Codere showing signs of recovery following LatAm reopening
Codere is confident of bouncing back from COVID-19 induced headwinds, having identifying a resurgence in Latin American countries as the jurisdictions gradually reopen after months of lockdowns.
Providing a financial update for the first nine months of 2021, the Spanish gambling group explained that it had generated total revenue of €499.6 as of September 2021, an increase of 8.5%.
Codere further disclosed that it was closing the time period with €86 million in cash, having recorded a net loss of €243 million in comparison to €240 million in the corresponding period in 2020.
Meanwhile, adjusted EBITDA grew by 90% to €54.4 million, which Codere attributed to ‘best results in all markets’, with the firm’s EBITDA margin increasing by 4.7% year-on-year to 10.9% as a result of the “reactivation of the business and the rigorous efficiency measures implemented throughout this period”.
A reactivation of the firm’s operations in the third quarter of 2021 was identified as the primary reason behind the start of its recovery in the latter phases of the year, starting with the reopening of the national markets in the countries of Argentina and Uruguay.
Of the group’s business units, Mexico, Argentina, Spain and its online divisions experienced the greatest success, with growth rates of 50%, 26%, 22.5% and 22% respectively, whilst total turnover ending September increased by 18% on the first nine months of 2020.

## Provided data

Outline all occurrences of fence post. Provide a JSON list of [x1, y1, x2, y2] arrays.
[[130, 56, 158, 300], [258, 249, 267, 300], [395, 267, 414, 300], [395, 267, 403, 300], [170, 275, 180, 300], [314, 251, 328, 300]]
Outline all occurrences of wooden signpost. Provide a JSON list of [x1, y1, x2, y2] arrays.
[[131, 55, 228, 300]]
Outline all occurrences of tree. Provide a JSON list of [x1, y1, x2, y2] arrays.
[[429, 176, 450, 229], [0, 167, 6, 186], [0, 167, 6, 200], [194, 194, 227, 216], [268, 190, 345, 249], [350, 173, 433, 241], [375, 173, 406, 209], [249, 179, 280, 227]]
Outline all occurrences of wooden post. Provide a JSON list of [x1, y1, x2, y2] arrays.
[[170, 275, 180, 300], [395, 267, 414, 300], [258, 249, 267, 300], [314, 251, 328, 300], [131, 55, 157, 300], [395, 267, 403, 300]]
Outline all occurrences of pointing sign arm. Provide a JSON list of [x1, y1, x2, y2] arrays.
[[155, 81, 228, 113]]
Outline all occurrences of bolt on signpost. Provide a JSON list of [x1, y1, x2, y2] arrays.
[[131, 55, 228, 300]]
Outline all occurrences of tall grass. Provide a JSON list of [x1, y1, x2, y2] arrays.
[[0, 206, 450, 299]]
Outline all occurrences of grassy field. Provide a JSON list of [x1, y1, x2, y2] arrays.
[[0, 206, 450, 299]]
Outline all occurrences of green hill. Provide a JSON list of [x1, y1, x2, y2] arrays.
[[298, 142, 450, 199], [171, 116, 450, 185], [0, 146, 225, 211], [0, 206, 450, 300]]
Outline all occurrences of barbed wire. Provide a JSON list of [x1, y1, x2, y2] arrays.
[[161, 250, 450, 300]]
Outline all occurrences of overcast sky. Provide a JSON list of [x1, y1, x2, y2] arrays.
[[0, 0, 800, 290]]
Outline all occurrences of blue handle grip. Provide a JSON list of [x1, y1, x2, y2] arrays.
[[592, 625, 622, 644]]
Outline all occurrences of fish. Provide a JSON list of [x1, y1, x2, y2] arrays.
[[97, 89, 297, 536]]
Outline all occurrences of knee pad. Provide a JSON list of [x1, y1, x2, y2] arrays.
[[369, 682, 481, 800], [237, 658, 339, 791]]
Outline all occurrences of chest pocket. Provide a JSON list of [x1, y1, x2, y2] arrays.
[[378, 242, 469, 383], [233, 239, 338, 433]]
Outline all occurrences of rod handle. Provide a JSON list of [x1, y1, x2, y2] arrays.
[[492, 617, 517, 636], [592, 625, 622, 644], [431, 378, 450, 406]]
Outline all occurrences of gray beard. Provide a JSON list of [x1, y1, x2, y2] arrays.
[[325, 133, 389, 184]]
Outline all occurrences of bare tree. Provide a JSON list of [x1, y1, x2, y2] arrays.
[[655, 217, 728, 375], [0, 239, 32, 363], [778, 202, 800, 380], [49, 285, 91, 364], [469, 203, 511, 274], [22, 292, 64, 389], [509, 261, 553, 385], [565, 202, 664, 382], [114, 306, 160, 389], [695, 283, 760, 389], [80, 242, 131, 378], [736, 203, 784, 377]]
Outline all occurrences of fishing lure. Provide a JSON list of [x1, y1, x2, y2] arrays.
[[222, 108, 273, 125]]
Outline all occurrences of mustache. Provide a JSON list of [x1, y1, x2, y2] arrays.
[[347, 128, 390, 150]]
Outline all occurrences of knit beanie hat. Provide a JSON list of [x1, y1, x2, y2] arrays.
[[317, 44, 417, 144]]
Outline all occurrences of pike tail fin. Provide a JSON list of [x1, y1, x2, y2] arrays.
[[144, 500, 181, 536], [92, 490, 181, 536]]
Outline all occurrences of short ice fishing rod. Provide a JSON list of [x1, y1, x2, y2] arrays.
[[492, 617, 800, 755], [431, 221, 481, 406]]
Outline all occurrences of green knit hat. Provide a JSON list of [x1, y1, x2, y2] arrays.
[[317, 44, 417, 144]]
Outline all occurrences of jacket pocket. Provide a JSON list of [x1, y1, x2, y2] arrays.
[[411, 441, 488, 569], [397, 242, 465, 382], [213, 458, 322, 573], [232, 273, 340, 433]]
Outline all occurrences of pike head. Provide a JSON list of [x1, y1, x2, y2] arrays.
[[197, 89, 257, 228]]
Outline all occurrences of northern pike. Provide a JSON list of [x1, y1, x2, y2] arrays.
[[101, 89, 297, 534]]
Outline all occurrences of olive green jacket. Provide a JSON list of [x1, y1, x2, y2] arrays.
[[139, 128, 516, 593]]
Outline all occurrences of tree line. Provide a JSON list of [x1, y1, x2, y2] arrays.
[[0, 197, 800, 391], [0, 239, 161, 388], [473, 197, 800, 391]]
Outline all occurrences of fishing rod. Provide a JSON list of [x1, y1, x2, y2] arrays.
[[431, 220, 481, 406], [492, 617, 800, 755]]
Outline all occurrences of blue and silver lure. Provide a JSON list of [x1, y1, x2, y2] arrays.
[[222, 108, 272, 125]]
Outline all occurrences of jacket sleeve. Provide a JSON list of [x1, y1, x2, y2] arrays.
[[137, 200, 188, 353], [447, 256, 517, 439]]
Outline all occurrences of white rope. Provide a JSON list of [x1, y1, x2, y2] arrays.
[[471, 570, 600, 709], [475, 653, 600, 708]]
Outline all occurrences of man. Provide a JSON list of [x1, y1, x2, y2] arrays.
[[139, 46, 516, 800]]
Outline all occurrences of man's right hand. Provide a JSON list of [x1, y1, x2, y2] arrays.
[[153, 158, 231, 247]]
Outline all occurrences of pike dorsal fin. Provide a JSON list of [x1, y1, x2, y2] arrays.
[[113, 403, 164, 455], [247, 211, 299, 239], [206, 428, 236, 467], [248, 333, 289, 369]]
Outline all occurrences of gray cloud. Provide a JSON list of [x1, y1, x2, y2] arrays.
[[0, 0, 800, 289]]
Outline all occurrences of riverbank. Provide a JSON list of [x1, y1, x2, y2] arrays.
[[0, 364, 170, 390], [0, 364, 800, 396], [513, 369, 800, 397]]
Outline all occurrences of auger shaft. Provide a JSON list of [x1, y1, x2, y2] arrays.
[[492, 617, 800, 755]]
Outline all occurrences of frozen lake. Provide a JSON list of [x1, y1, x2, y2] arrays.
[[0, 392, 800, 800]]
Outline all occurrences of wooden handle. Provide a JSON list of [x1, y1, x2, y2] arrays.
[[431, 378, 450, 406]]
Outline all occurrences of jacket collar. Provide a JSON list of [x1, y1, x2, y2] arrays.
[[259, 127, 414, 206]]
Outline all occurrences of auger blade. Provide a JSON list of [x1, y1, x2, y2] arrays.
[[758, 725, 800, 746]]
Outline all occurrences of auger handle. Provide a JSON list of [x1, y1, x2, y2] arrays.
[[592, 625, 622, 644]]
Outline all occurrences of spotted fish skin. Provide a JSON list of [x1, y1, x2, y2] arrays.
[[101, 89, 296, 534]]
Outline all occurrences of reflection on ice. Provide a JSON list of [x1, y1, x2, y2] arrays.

## To do
Continue the article on Codere's recovery after Latin American markets reopened, picking up after its last sentence above the data.

## Response to this exercise
However, Italy and Uruguay have continued to pose some hurdles due to vaccination certification requirements in the former and the closure of the Hotel Casino Carrasco in the latter, although Codere predicts that the casino will be able to resume operations this month.
Closing its update, Codere detailed that it also expects to complete the $350 million merger of its online gaming subsidiary with SPAC DD3 Acquisition Corp. II later this month, to create a Nasdaq-listed Latin America-facing web-based gambling platform – Codere Online.
Additionally, the group also maintains that its extensive bond restructuring will also be finalised by 19 November. The restructuring was initially announced towards the end of April, a result of an agreement with its stakeholders which would see a cash injection of €225 million.
A caveat of the deal between the company and its shareholders would see it liquidated, and its assets transferred to a new corporate structure in order to ensure its variability.